Locate the line containing "Return one point per instance of the tall", then please write out that line and all the lines below it in the entries exactly.

** begin Exercise input **

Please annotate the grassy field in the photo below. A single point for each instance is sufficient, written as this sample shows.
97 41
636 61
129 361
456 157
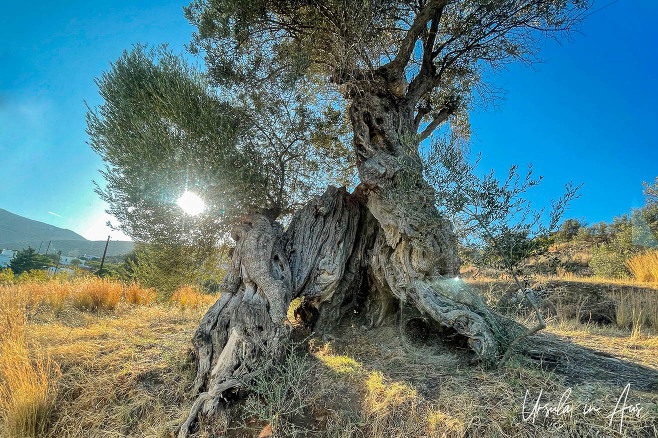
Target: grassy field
95 358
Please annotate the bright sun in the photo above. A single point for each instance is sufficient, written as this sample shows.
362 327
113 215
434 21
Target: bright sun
190 203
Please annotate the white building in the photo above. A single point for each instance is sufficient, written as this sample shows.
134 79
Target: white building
5 257
53 271
66 260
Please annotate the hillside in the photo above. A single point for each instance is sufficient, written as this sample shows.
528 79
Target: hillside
74 248
18 232
15 228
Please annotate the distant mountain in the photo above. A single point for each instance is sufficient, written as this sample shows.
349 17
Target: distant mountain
15 228
18 232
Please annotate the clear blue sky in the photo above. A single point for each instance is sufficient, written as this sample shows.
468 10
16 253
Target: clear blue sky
587 113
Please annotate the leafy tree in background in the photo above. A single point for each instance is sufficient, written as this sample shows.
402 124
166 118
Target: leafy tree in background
494 219
27 260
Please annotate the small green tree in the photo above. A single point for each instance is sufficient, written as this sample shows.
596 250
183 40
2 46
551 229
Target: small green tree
493 217
27 260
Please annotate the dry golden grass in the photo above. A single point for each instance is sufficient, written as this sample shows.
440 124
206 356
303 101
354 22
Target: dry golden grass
96 294
27 389
644 267
126 373
188 297
637 308
139 296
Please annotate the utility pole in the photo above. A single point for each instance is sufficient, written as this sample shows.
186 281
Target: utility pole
100 271
58 260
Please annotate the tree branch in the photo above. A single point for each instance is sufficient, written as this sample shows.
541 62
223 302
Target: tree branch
438 119
397 66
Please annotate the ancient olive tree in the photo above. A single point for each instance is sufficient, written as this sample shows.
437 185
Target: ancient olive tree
399 70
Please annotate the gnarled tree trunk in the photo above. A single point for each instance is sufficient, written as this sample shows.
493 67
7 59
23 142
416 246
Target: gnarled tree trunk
384 251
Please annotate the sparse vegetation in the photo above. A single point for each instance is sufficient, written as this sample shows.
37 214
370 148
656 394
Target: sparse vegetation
644 267
125 372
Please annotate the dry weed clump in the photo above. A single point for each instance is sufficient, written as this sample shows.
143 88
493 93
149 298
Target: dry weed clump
138 296
637 308
187 297
96 294
644 267
27 388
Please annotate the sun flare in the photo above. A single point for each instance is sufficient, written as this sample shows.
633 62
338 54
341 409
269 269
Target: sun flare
191 203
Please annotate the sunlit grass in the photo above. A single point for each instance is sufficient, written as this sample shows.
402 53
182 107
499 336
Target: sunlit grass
188 297
644 267
27 389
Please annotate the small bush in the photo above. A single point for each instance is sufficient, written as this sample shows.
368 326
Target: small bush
644 267
637 308
56 295
139 296
6 276
96 294
26 387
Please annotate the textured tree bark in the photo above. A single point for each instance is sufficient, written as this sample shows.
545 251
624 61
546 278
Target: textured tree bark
384 252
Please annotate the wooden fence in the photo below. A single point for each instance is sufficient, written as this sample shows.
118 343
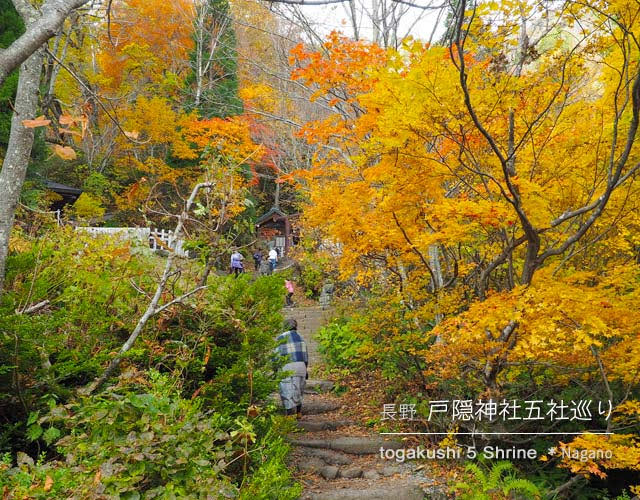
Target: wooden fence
157 239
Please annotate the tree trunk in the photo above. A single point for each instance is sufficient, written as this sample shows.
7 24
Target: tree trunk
38 30
14 167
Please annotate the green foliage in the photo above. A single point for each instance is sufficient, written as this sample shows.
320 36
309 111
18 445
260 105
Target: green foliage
498 482
91 308
141 439
11 27
219 96
340 345
271 477
88 206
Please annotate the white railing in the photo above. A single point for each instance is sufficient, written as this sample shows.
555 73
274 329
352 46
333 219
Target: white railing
157 239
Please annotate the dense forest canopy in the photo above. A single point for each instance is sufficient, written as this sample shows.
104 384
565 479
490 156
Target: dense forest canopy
463 178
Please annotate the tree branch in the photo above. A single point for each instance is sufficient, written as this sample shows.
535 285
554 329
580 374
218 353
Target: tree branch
40 26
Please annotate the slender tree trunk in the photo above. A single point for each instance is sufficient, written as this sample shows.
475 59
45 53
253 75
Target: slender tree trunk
41 26
14 167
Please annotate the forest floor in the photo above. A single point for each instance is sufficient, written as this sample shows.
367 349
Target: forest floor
335 455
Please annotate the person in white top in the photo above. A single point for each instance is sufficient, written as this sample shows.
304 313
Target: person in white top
273 259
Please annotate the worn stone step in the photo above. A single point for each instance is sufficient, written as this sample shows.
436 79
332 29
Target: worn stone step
317 386
323 457
317 407
387 492
323 425
353 445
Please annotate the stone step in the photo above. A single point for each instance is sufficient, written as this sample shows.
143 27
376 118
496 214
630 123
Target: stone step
323 425
400 491
316 407
315 386
316 458
352 445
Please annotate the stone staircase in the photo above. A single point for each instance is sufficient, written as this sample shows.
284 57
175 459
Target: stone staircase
335 457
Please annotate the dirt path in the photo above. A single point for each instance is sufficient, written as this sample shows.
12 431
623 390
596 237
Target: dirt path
338 458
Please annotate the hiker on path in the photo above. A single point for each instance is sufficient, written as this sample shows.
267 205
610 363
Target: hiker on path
237 266
273 259
292 347
257 259
288 284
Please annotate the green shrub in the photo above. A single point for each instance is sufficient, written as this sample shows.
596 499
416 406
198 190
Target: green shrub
340 345
141 439
499 482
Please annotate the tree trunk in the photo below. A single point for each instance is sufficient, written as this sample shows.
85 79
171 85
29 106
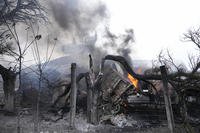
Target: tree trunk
9 78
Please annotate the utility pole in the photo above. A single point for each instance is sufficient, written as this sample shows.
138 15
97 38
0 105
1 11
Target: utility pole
168 106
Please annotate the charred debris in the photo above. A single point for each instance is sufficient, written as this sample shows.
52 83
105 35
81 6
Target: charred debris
173 98
108 94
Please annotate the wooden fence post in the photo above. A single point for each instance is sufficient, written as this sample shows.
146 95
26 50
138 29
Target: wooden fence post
73 95
92 95
168 106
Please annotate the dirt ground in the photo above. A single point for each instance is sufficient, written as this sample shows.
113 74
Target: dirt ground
47 124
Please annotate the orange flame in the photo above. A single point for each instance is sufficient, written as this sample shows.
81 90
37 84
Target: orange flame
134 81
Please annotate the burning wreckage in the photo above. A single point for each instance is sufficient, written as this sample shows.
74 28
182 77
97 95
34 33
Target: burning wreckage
110 92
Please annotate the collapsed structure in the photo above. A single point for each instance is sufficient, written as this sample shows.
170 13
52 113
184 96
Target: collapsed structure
115 92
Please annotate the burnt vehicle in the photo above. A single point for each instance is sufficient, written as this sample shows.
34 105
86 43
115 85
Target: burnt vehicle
122 92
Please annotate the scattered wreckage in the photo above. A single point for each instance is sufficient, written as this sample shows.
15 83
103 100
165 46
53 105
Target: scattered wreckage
118 92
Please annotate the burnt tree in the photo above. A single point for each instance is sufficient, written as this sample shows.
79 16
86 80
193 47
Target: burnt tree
9 78
11 14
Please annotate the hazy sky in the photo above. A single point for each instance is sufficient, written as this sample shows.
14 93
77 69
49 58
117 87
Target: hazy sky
157 24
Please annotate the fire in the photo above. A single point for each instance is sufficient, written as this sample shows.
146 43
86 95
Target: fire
134 81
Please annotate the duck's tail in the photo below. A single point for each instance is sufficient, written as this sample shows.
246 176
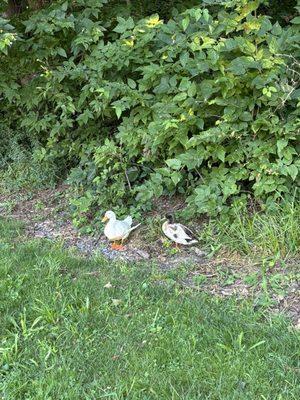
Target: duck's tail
133 228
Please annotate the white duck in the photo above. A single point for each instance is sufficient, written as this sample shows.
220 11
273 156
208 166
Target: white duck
116 230
178 233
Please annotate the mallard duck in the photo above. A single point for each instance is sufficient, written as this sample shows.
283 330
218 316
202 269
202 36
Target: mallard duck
116 230
178 233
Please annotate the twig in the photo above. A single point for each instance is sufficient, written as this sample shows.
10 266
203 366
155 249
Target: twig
128 181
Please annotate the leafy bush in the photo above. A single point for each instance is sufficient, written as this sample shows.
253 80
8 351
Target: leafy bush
205 104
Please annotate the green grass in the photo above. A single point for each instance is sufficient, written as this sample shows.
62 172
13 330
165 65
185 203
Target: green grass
261 234
70 333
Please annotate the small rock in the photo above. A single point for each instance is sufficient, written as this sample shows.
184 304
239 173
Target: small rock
200 253
143 254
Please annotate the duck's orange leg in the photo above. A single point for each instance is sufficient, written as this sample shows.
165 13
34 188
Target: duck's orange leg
117 247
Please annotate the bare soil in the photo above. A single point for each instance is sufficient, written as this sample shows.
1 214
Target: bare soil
45 215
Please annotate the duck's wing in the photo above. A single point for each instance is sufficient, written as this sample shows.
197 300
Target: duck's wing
188 231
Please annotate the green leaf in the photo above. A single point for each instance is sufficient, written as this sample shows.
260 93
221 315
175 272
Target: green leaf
185 22
131 83
296 21
281 144
118 111
180 97
292 170
124 25
174 163
176 177
62 52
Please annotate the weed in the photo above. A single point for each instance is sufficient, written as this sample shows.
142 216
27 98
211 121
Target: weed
119 334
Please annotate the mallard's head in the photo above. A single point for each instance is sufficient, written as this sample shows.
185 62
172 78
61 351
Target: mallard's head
170 218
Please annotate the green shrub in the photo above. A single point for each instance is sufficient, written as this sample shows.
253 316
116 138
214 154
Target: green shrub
205 104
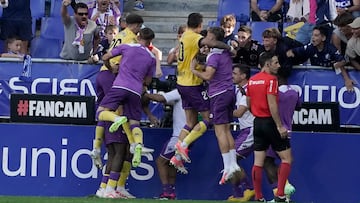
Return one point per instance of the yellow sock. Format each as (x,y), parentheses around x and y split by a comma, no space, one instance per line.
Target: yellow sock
(107,116)
(103,185)
(195,134)
(126,127)
(99,136)
(137,134)
(124,174)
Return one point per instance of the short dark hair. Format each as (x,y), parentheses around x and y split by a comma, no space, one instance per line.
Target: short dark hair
(322,29)
(147,34)
(243,68)
(245,28)
(344,19)
(194,20)
(11,39)
(271,33)
(218,32)
(80,5)
(110,28)
(134,19)
(265,57)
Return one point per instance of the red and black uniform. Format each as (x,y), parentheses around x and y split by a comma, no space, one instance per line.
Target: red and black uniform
(265,129)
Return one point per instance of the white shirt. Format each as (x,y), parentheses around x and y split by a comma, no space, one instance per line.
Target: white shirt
(247,120)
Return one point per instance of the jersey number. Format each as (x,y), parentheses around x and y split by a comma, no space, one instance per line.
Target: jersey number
(114,43)
(204,94)
(181,52)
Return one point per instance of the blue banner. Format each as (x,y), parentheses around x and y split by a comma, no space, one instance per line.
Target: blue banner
(315,85)
(53,160)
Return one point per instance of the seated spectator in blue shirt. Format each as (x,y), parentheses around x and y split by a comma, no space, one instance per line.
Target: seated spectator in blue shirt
(274,42)
(81,33)
(343,32)
(13,45)
(266,10)
(248,50)
(353,47)
(16,21)
(323,53)
(227,23)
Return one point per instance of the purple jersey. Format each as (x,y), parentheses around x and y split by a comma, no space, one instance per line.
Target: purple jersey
(288,100)
(221,61)
(137,63)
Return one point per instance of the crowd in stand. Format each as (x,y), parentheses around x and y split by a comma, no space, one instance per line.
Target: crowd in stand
(329,37)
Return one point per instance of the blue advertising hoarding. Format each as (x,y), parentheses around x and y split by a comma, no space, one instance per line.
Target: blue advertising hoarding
(53,160)
(63,78)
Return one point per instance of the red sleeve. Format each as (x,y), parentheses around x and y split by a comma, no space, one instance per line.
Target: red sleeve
(272,86)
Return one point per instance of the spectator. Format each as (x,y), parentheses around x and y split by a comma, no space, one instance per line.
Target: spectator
(266,10)
(323,53)
(343,32)
(227,23)
(320,13)
(13,45)
(81,34)
(274,42)
(348,6)
(110,32)
(104,13)
(248,49)
(16,21)
(139,5)
(298,10)
(174,52)
(353,47)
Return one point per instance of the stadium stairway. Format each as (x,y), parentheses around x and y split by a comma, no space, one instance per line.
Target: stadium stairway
(165,16)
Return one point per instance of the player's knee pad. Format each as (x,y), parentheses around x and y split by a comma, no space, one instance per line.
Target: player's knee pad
(187,128)
(203,127)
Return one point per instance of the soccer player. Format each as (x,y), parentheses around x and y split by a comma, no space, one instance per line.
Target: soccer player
(193,92)
(128,86)
(262,96)
(222,100)
(243,189)
(167,173)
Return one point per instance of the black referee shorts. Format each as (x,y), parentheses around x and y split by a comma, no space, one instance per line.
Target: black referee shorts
(266,134)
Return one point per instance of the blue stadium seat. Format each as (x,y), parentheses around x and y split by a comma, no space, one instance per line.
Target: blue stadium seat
(45,48)
(258,28)
(52,28)
(37,8)
(241,9)
(56,7)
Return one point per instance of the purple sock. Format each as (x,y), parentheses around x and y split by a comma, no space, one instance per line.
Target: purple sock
(172,188)
(105,179)
(246,183)
(166,188)
(238,190)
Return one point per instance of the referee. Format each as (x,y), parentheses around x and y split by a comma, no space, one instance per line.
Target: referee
(262,98)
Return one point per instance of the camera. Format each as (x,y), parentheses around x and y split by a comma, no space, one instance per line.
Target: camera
(166,85)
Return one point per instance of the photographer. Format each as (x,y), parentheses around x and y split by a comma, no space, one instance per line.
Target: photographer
(167,173)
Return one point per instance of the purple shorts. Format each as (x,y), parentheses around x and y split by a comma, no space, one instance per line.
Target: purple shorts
(244,142)
(117,137)
(168,150)
(194,97)
(130,101)
(222,107)
(104,81)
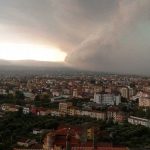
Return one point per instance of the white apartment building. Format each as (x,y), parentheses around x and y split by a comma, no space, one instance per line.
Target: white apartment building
(106,99)
(139,121)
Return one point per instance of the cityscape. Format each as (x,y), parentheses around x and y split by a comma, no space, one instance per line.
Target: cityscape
(74,75)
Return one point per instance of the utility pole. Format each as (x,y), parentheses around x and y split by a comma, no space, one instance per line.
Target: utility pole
(68,146)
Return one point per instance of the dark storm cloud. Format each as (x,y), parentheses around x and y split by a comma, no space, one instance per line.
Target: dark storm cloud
(104,35)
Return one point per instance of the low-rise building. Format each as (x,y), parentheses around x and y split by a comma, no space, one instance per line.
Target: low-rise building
(139,121)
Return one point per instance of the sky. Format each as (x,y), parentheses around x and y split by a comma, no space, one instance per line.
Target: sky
(101,35)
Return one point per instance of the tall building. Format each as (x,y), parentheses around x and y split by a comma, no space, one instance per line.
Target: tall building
(144,100)
(106,99)
(63,107)
(124,92)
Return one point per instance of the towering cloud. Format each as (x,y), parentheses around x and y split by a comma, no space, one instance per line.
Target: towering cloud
(117,45)
(103,35)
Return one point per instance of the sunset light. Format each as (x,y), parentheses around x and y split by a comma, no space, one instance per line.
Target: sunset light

** end Exercise input **

● **The completed task**
Return one point per instance of the tall building. Format each as (x,y), parentheses around x and y split by a comma, no space, one instance per line.
Target: tall building
(144,100)
(106,99)
(63,107)
(124,92)
Return one point per instance of the towering cloud. Format each as (x,y), parentheses around x and y split by a comma, no space, one instance per line.
Target: towering cloud
(117,45)
(103,35)
Return one point per instance of the sunset light. Format each as (x,y), parentheses around x and y split by a comma, no space, one instance per line.
Target: sunset light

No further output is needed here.